▶ [Task instructions]:
Edit the stretch from the line containing "stand in this photo." through the end of the entries, changing "white shirt" to "white blouse" and leaving all else as it is.

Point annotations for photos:
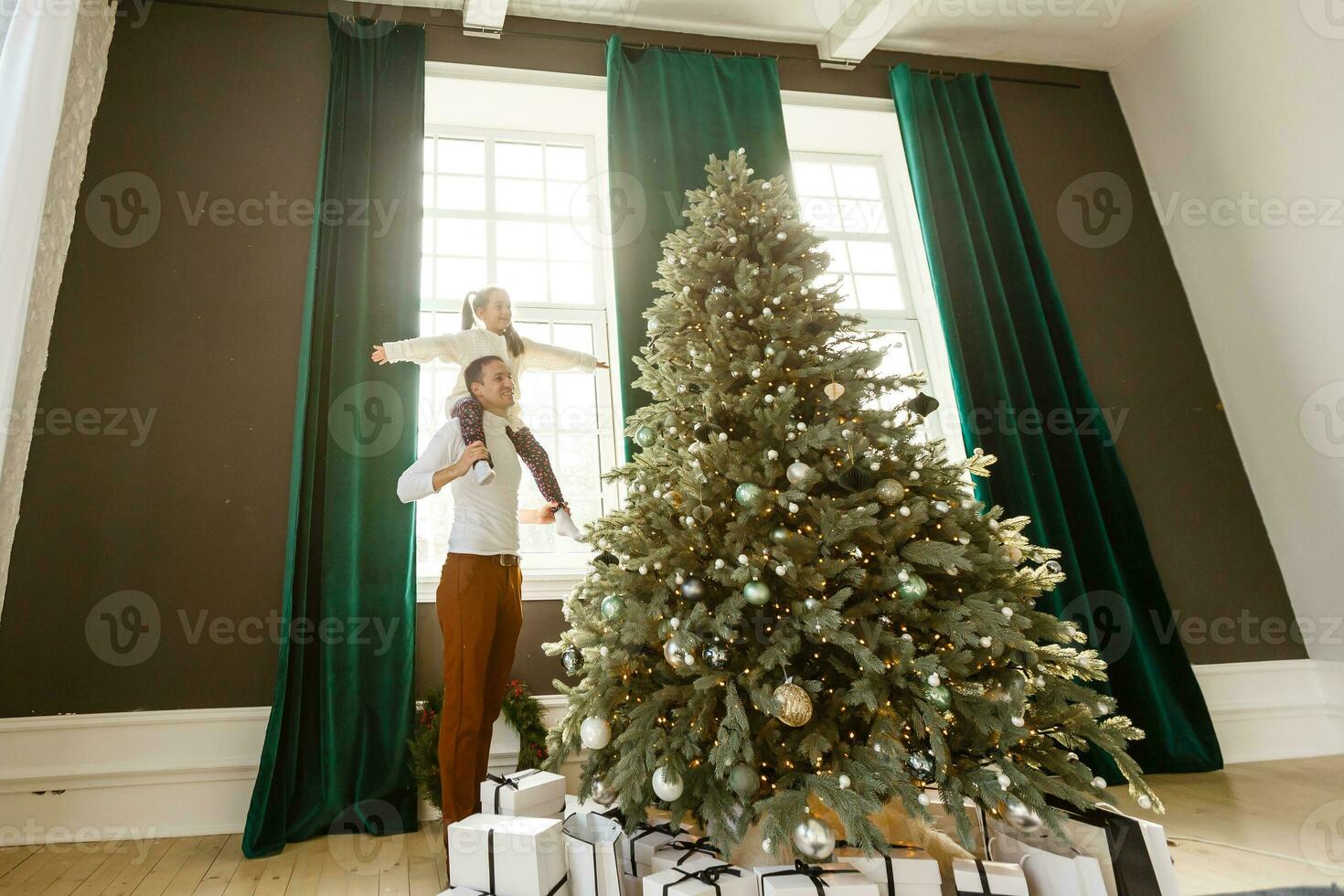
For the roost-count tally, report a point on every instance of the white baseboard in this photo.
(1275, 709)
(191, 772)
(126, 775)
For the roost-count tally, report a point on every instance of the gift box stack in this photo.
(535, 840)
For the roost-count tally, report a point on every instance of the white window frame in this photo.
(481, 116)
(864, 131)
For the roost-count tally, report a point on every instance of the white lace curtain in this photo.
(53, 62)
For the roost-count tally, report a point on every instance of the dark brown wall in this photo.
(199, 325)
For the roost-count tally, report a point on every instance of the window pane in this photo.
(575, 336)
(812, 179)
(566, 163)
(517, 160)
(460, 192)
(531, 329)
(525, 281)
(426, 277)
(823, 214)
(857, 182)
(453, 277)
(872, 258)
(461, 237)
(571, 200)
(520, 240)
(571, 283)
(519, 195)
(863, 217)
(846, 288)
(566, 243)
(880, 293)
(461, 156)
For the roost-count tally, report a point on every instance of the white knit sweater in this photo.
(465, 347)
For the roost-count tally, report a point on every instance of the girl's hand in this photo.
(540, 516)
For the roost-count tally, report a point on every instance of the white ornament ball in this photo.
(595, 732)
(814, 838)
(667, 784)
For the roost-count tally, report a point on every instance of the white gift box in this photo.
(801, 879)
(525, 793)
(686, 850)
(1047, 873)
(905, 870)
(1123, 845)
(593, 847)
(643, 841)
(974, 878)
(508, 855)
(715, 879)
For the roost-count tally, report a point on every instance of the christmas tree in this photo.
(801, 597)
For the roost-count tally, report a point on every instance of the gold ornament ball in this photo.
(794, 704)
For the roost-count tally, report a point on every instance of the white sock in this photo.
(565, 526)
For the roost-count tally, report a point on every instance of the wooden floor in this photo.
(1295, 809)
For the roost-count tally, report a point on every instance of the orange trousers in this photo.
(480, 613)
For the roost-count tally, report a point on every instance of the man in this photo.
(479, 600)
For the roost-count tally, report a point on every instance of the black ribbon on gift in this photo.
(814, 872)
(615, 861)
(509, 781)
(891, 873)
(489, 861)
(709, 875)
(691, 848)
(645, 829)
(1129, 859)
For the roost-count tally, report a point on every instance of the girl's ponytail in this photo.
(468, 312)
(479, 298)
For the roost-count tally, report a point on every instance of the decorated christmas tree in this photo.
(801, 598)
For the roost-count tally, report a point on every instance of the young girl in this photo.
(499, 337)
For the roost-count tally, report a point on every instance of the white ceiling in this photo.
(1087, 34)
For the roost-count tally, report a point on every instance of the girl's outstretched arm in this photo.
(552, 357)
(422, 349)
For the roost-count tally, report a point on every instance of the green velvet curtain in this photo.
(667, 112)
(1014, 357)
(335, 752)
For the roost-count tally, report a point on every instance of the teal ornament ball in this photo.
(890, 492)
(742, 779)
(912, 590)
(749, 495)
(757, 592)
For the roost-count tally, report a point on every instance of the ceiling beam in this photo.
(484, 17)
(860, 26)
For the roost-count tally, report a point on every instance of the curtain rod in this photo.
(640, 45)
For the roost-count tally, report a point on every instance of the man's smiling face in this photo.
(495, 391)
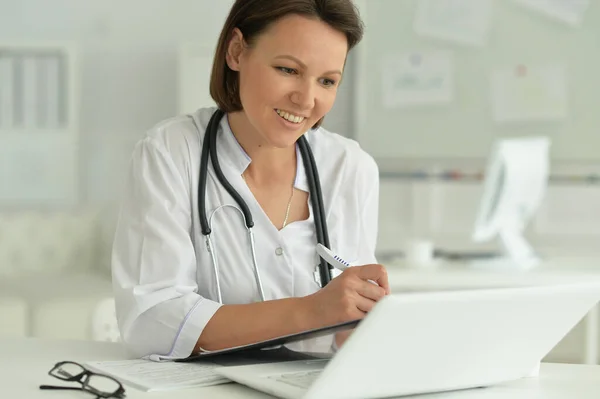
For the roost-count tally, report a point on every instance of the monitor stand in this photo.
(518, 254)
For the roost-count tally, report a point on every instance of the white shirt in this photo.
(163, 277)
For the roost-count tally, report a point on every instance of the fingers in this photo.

▶ [Correct result]:
For the roost-count tally, report a point on every instance of the monitor stand in this photo.
(518, 254)
For the roost-count tally, report a point on every instance of the white blouse in this photo.
(163, 277)
For the roost-count tally, report a point on every instance of the fingers in this photo.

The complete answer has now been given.